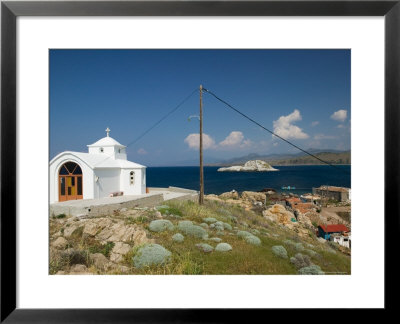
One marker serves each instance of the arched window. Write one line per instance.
(132, 177)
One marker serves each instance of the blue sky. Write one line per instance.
(302, 95)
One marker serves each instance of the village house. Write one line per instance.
(102, 172)
(340, 194)
(326, 231)
(343, 240)
(299, 207)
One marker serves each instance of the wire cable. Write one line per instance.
(157, 123)
(280, 137)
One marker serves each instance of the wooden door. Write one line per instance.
(70, 186)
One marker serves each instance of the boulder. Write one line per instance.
(311, 270)
(60, 243)
(280, 251)
(223, 247)
(151, 254)
(121, 248)
(253, 197)
(100, 261)
(115, 257)
(120, 232)
(78, 268)
(229, 195)
(178, 237)
(161, 225)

━━━

Work order: Each line from the one containing "One marker serves each instance of the wire" through the last line of the entries is to be copied exactly, with no other lines added.

Exercise result:
One marker serves each instance of the wire cable. Write one line per instance.
(157, 123)
(280, 137)
One marker serves each instance of the wooden door. Write one line per instance.
(70, 186)
One marker serves each instance of the boulder. Write one line per instance.
(311, 270)
(60, 243)
(280, 251)
(223, 247)
(151, 254)
(121, 248)
(253, 197)
(100, 261)
(115, 257)
(120, 232)
(78, 268)
(229, 195)
(178, 237)
(161, 225)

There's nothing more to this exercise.